Task requirements.
1. In the notebook on Philippine bank app reviews, which checkpoint does the translation function load?
2. Decide whether each statement agrees with the notebook on Philippine bank app reviews: (a) the reviews were collected from the Google Play Store; (b) the translation model was created by Facebook; (c) the target language is set to tgl_Latn. Answer yes or no for each and quote the deciding words from the notebook.
3. Pick up the notebook on Philippine bank app reviews where it stops and continue it.

Page extract.
+ + +
# App Reviews Analysis of Philippine Banks

---

This project seeks to analyze the performace of the iOS applications of the top 3 privately owned banks in the Philippines which are Banco De Oro (BDO), Bank of the Philippine Islands (BPI), and Metropolitan Bank & Trust Company (Metrobank) using Natural Language Processing or NLP.

The data is obtained from Apple App Store reviews. This project shows how you can derive insights generated by your users and make decisions based on these insights and data.

## Goal 3: Translate Non-English Reviews

---

From the language that we have detected in the previous notebook, we will now translate it so that the data are all in English.

In [1]:
import pandas as pd

In [2]:
df = pd.read_csv('datasets/df_wlanguages.csv', index_col='Unnamed: 0')
df.head()

Unnamed: 0,date,review,rating,isEdited,userName,title,developerResponse,bank_app,review_language,review_language_prob
0,8/21/2023 22:42,I tried this one because of the notification i...,1,False,Dence07,Useless app,,Banco De Oro,eng_Latn,0.999971
1,6/29/2023 6:55,I am quite disappointed with the BDO App’s lac...,1,False,Domansss,SMH,,Banco De Oro,eng_Latn,0.999866
2,9/18/2023 14:58,I have this app for a almost a month already a...,1,False,Je123DJ,Not User Friendly,,Banco De Oro,eng_Latn,0.999952
3,8/18/2023 8:18,What are these apps you keep developing? Do th...,1,False,Rieyuxel,Higher a UX Designer!,,Banco De Oro,eng_Latn,0.999986
4,2/3/2022 8:57,Since i have read the reviews and its not appe...,1,False,Abner61,TO MANY BDO APPS but useless.,,Banco De Oro,eng_Latn,0.999955


In [3]:
df['review_language'].value_counts()

eng_Latn    3504
tgl_Latn     187
yue_Hant      61
kor_Hang      21
ceb_Latn       1
war_Latn       1
Name: review_language, dtype: int64

From the data above, there are few data from `yue_Hant`, `kor_Hang`, `ceb_Latn` and `war_Latn`. Translating these in CPU won't be much of a problem the differences are inisignificant compared when using GPU.

### Translation using CPU

---

Here is a simple flow to translate those underrepresented data into English. Throughout the notebook, we will translate the languages using `NLLB-200 600M variant`. It is a model created by Facebook to translate a wide range of the world's languages with high accuracy, especially those low-resource languages that are underrepresented in current technology.

In [4]:
import pandas as pd
from transformers import AutoTokenizer, AutoModelForSeq2SeqLM, pipeline

target_language = 'eng_Latn'

In [5]:
# Translate a text data in a pandas dataframe
def translate_dataframe(df, text_column, source_lang, target_lang):
    # Initialize the model and tokenizer
    checkpoint = 'facebook/nllb-200-distilled-600M'
    model = AutoModelForSeq2SeqLM.from_pretrained(checkpoint)
    tokenizer = AutoTokenizer.from_pretrained(checkpoint)
+ + +
Listed entries.
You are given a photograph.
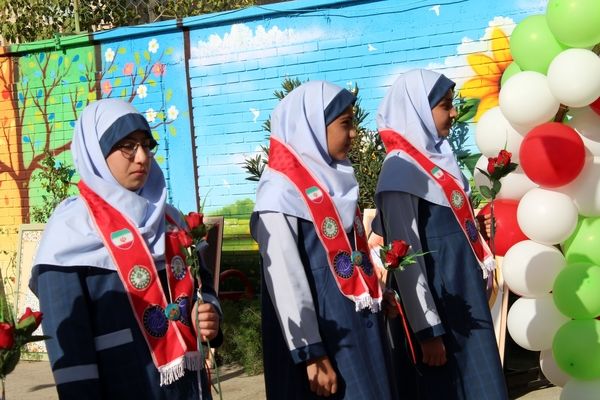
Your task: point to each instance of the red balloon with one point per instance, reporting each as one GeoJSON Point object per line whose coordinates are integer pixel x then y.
{"type": "Point", "coordinates": [507, 232]}
{"type": "Point", "coordinates": [552, 154]}
{"type": "Point", "coordinates": [596, 106]}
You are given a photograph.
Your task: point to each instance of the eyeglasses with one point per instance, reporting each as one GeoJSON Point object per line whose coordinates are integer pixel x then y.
{"type": "Point", "coordinates": [129, 149]}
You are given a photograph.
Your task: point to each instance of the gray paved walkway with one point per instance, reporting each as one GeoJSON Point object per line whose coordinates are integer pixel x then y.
{"type": "Point", "coordinates": [33, 381]}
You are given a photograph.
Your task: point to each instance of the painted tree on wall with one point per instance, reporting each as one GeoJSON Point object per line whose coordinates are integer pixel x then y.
{"type": "Point", "coordinates": [139, 75]}
{"type": "Point", "coordinates": [44, 91]}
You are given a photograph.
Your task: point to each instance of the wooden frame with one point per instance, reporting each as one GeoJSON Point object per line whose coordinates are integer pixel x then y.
{"type": "Point", "coordinates": [214, 237]}
{"type": "Point", "coordinates": [28, 242]}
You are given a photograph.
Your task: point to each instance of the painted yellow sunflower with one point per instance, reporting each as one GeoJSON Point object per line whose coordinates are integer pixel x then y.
{"type": "Point", "coordinates": [485, 85]}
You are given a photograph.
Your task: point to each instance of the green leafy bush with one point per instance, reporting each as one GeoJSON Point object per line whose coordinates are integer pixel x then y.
{"type": "Point", "coordinates": [242, 332]}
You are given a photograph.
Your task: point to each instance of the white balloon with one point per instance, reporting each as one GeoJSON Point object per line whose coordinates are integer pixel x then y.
+ + +
Results of the exercise.
1. facebook/nllb-200-distilled-600M

2.
(a) No: "The data is obtained from Apple App Store reviews."
(b) Yes: "It is a model created by Facebook"
(c) No: "target_language = 'eng_Latn'"

3.
    # Create the translation pipeline
    translator = pipeline('translation', model=model, tokenizer=tokenizer, src_lang=source_lang, tgt_lang=target_lang, max_length=400)
    
    # Translate the text in the specified column and store in a new column
    df['translated_review'] = df[text_column].apply(lambda x: translator(x)[0]['translation_text'] if pd.notnull(x) else x)
    
    return df

In [6]:
# Create a separate dataframe for cebuano and waray languages
ceb_df = df[df['review_language'] =='ceb_Latn']
war_df = df[df['review_language'] =='war_Latn']

In [7]:
# Translate the languages by calling the function
transltd_df_ceb = translate_dataframe(ceb_df, 'review', 'ceb_Latn', 'eng_Latn')
transltd_df_war = translate_dataframe(war_df, 'review', 'war_Latn', 'eng_Latn')

Downloading config.json:   0%|          | 0.00/846 [00:00<?, ?B/s]

Downloading pytorch_model.bin:   0%|          | 0.00/2.29G [00:00<?, ?B/s]

Downloading tokenizer_config.json:   0%|          | 0.00/564 [00:00<?, ?B/s]

Downloading sentencepiece.bpe.model:   0%|          | 0.00/4.63M [00:00<?, ?B/s]

Downloading tokenizer.json:   0%|          | 0.00/16.5M [00:00<?, ?B/s]

Downloading special_tokens_map.json:   0%|          | 0.00/3.46k [00:00<?, ?B/s]

A value is trying to be set on a copy of a slice from a DataFrame.
Try using .loc[row_indexer,col_indexer] = value instead

See the caveats in the documentation: https://pandas.pydata.org/pandas-docs/stable/user_guide/indexing.html#returning-a-view-versus-a-copy
  df['translated_review'] = df[text_column].apply(lambda x: translator(x)[0]['translation_text'] if pd.notnull(x) else x)
A value is trying to be set on a copy of a slice from a DataFrame.
Try using .loc[row_indexer,col_indexer] = value instead

See the caveats in the documentation: https://pandas.pydata.org/pandas-docs/stable/user_guide/indexing.html#returning-a-view-versus-a-copy
  df['translated_review'] = df[text_column].apply(lambda x: translator(x)[0]['translation_text'] if pd.notnull(x) else x)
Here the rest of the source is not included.